■ Exercise objective ■
Answer these questions from the text on landscape painting below:
1. In which century did landscapes become prominent in Venice?
2. Which painter is named for dedicating an important part of his life to producing landscapes in Asian art?
3. What award did Ghulam Mustafa win in 2002?

───── Passage to read

Ghulam Mustafa’s solo show at Art One 62 comprises the artist’s distinctive work
Early on, nature or scenic elements were painted as a background. However, in the 15th Century Venice, landscapes became prominent when painters like Giovanni Bellini and Giorgione started adding detail to the background. It still took time for landscapes to be recognised as an independent genre. In the Renaissance period, especially in the Western practice, landscapes became significant. Landscape painting has a history in Asian art going further back. Painters like Jing Hao dedicated an important part of their lives producing meaningful landscapes. They also introduced innovative styles of landscape painting.
By the mid-16th Century landscapes were a standard subject and painters as well as viewers had started cherishing the genre rather than looking at it as stumpy art. In the 17 Century, they had started reveling in the scenic beauty and portraying it in great detail.
Pakistan too has had some legendry landscape painters, including Kahlid Iqbal, Chughtai, Zulfiqar Ali Zulfi and Abdul Hayee.
Ghulam Musatafa is one of the country’s most prolific landscape painters. For his distinguished work, he won the Pride of Performance award in 2002. The way an artist looks at nature and observes its beauty is different from how a lay person witnesses natural beauty. The artist’s acumen lies in giving meaning to his paintings that an ordinary person can relate with.

──────────
───── The data

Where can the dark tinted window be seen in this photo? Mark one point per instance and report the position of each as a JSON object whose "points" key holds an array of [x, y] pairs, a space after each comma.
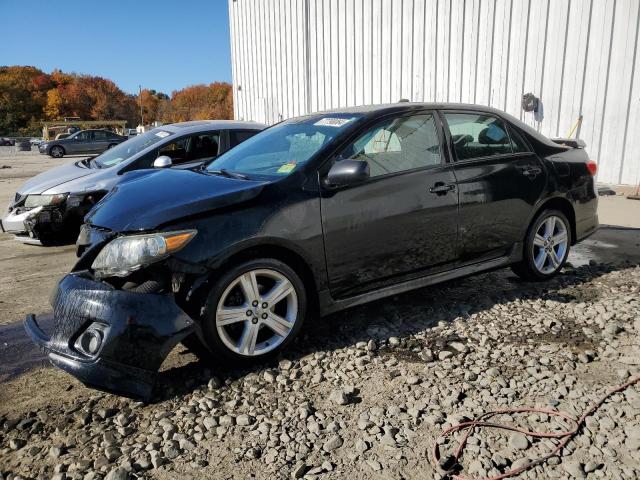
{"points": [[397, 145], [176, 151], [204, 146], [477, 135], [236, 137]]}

──────────
───── The data

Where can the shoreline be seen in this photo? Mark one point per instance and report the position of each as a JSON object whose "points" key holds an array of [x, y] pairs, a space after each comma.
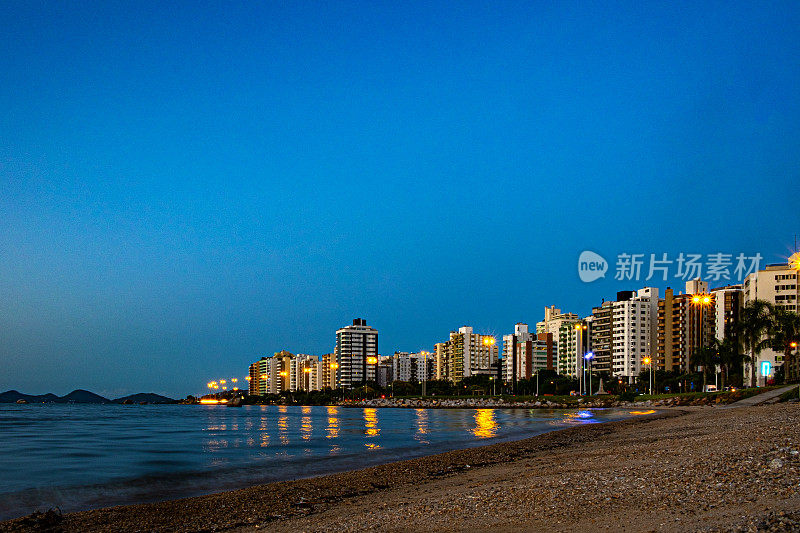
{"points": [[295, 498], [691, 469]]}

──────────

■ Your response ■
1. The 15th Century
2. Jing Hao
3. The Pride of Performance award